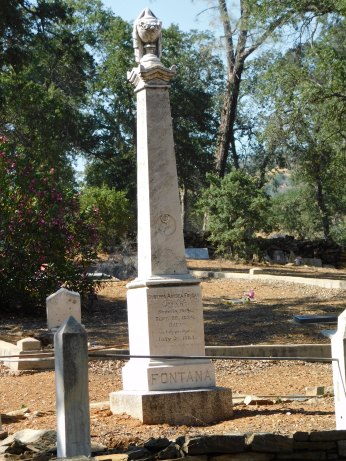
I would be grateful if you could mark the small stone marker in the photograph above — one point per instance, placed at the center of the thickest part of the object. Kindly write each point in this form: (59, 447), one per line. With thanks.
(60, 305)
(72, 394)
(339, 371)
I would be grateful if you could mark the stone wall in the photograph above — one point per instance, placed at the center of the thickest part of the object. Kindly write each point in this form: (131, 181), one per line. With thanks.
(326, 445)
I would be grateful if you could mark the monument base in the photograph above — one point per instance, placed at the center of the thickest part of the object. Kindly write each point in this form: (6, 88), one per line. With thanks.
(191, 407)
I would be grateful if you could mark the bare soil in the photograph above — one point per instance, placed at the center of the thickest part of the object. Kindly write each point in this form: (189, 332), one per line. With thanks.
(268, 320)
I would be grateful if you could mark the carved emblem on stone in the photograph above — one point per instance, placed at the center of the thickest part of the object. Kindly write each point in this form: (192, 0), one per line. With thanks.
(166, 224)
(147, 35)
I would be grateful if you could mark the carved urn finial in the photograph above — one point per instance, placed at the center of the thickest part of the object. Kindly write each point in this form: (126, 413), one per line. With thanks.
(147, 37)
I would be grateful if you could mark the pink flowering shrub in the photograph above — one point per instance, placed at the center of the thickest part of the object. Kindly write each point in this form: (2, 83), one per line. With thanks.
(45, 241)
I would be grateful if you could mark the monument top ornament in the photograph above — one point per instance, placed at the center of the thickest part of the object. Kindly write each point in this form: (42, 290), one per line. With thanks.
(147, 43)
(147, 35)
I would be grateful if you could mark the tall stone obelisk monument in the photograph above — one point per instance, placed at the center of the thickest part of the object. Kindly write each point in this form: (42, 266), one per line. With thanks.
(165, 314)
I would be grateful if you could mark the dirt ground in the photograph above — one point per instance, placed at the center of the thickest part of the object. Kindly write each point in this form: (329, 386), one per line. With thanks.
(267, 320)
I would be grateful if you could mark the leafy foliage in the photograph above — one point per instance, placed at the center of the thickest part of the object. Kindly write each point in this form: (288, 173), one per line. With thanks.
(236, 209)
(109, 212)
(44, 239)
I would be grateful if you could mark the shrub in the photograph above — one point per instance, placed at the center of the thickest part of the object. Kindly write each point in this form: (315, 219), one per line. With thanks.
(45, 242)
(235, 210)
(109, 212)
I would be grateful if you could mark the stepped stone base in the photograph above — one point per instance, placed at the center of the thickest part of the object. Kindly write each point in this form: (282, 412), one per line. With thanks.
(190, 407)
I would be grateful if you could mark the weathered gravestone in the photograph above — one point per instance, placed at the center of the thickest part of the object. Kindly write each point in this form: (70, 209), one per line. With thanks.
(72, 393)
(338, 342)
(60, 305)
(164, 302)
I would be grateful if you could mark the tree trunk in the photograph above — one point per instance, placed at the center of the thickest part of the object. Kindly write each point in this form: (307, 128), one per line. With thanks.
(235, 66)
(323, 209)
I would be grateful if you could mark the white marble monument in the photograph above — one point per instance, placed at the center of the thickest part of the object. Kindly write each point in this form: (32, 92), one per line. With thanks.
(61, 305)
(338, 343)
(165, 313)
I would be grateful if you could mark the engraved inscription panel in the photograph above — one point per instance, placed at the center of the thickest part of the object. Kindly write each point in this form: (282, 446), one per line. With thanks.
(176, 321)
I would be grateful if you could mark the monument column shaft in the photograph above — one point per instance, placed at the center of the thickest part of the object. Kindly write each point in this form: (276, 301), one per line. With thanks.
(160, 235)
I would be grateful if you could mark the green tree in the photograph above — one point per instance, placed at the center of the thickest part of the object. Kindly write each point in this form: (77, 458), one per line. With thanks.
(306, 124)
(45, 241)
(108, 211)
(257, 22)
(236, 209)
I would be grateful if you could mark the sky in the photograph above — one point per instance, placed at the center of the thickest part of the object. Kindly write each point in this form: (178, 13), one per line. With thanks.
(185, 13)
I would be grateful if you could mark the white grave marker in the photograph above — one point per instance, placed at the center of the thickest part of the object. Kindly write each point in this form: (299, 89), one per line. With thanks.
(61, 305)
(165, 311)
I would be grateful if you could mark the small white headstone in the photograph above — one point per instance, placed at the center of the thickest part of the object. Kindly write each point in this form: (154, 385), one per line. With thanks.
(61, 305)
(338, 342)
(29, 344)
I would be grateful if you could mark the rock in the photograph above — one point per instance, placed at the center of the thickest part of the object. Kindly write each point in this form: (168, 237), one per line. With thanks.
(97, 448)
(248, 456)
(315, 390)
(112, 457)
(156, 445)
(272, 443)
(173, 451)
(214, 444)
(139, 453)
(253, 400)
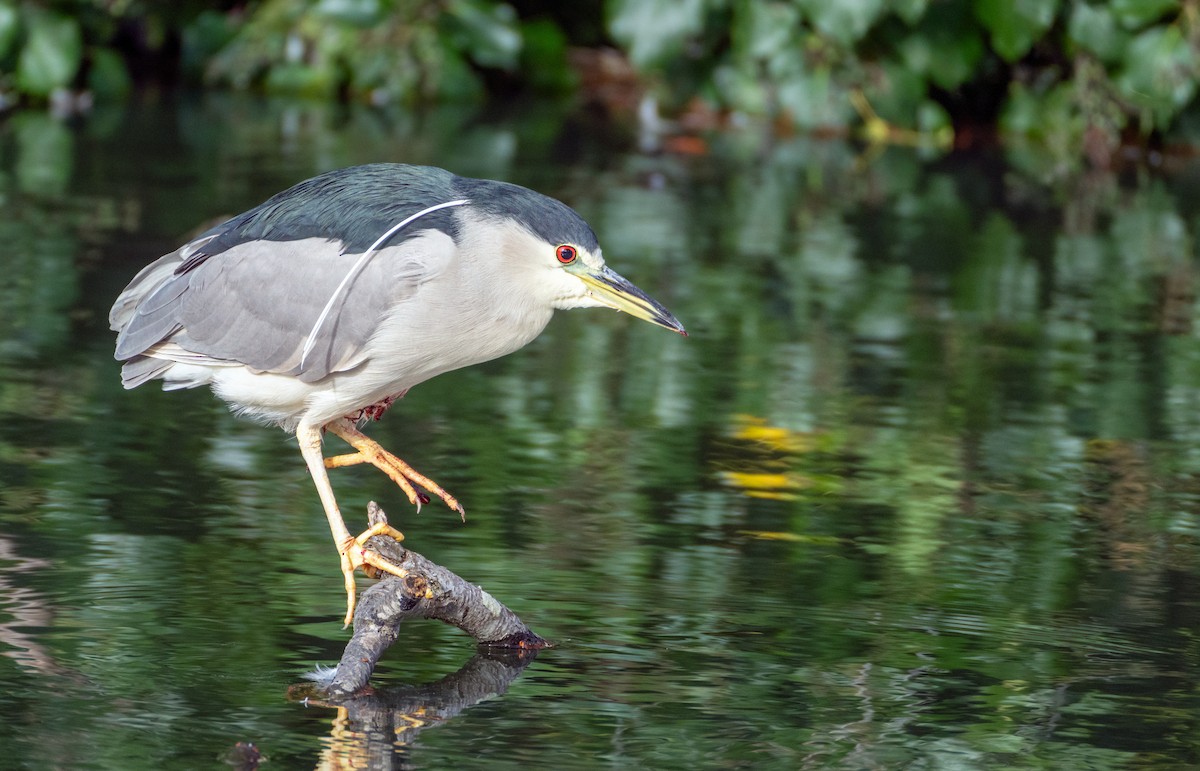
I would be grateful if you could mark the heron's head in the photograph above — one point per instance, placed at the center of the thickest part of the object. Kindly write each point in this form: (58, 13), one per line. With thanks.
(552, 250)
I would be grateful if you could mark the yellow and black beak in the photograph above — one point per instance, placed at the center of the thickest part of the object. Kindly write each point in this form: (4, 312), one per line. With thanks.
(612, 290)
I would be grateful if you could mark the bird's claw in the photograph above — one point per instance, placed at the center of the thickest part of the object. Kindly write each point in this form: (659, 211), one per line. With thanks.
(355, 555)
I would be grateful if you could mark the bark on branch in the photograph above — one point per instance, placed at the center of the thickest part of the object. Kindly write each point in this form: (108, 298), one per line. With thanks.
(429, 591)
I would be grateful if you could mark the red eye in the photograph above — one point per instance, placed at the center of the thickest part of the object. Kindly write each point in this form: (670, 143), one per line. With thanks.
(565, 253)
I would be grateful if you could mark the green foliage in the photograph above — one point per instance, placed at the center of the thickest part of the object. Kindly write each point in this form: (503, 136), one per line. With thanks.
(377, 49)
(1047, 64)
(52, 53)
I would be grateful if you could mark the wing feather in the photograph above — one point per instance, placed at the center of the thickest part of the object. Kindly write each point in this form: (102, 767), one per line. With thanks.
(256, 303)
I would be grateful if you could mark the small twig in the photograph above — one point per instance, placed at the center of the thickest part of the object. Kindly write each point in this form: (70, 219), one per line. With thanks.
(427, 591)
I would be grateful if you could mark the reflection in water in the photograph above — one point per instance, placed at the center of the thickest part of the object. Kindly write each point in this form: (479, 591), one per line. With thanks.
(922, 489)
(376, 730)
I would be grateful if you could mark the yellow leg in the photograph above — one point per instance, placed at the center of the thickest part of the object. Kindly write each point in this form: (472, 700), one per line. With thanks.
(371, 452)
(351, 549)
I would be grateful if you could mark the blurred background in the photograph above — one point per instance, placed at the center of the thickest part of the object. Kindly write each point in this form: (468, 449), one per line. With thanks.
(922, 489)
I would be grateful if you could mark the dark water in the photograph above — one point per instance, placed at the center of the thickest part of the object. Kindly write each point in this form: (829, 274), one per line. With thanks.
(922, 489)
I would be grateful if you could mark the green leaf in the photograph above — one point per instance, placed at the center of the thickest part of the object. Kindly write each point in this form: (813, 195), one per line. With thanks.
(52, 54)
(10, 24)
(845, 21)
(544, 64)
(1159, 76)
(1015, 25)
(1135, 13)
(762, 30)
(911, 11)
(358, 12)
(946, 47)
(1095, 29)
(486, 33)
(108, 78)
(654, 30)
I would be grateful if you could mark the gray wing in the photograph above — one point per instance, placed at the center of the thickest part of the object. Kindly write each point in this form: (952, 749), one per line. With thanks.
(257, 303)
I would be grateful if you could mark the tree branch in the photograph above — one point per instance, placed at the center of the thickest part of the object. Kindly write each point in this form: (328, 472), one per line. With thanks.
(429, 591)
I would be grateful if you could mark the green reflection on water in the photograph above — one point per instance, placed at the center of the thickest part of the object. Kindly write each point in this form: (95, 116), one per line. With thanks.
(919, 490)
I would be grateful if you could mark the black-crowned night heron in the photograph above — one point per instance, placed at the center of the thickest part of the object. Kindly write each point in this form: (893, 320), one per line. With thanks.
(319, 308)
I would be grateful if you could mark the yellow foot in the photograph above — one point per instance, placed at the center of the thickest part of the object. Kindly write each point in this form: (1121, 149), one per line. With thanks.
(405, 476)
(354, 555)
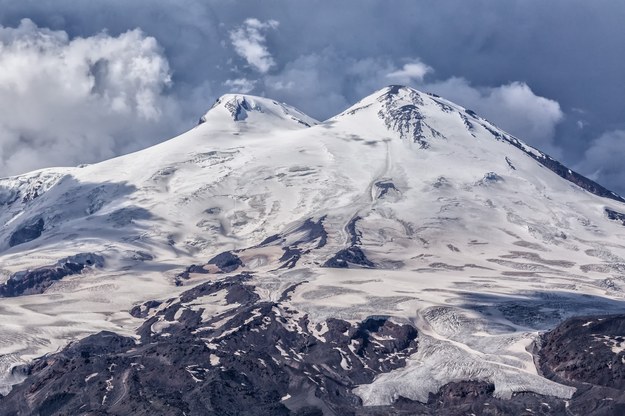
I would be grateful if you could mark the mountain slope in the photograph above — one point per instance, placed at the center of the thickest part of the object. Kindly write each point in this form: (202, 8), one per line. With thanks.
(404, 207)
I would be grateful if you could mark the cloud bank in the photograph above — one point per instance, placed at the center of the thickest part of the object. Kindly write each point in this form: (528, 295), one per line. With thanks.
(65, 102)
(530, 66)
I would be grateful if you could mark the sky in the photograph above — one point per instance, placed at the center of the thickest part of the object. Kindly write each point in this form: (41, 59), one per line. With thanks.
(83, 81)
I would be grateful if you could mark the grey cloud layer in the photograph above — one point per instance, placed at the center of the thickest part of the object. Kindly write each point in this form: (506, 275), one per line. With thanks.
(550, 72)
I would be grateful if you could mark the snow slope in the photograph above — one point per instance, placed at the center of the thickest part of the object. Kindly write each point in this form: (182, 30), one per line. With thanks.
(424, 212)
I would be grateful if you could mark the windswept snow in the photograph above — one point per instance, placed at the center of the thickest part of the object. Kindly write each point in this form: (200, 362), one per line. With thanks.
(471, 239)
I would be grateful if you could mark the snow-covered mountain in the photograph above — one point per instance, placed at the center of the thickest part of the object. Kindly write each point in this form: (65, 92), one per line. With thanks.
(405, 210)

^^^^

**What this task involves:** Extract every line from the one containing "I would be grateful if you could mark the snow slope" through the last line of the data, inclusive, exactly as written.

**Task solution:**
I would be grateful if you could mark the snow slope in the photograph above — one point per instance, placed at the center of the thickest part of the object. Kindly write each point in this form: (182, 30), one per line. With thanks.
(424, 212)
I would be grateful if you could mark the windswept snow in the photograph above — one point per instance, placed at the center of the thickest part of the object. Kindly write each point in this form: (200, 362), one per line. With thanks.
(471, 239)
I would be grateful if you could mark the snow-covered mountain in the photograph above — one point per instance, placed at the center of the thickest part of the object. Kindly write each point in this form: (65, 92), one per line. With thanks.
(405, 210)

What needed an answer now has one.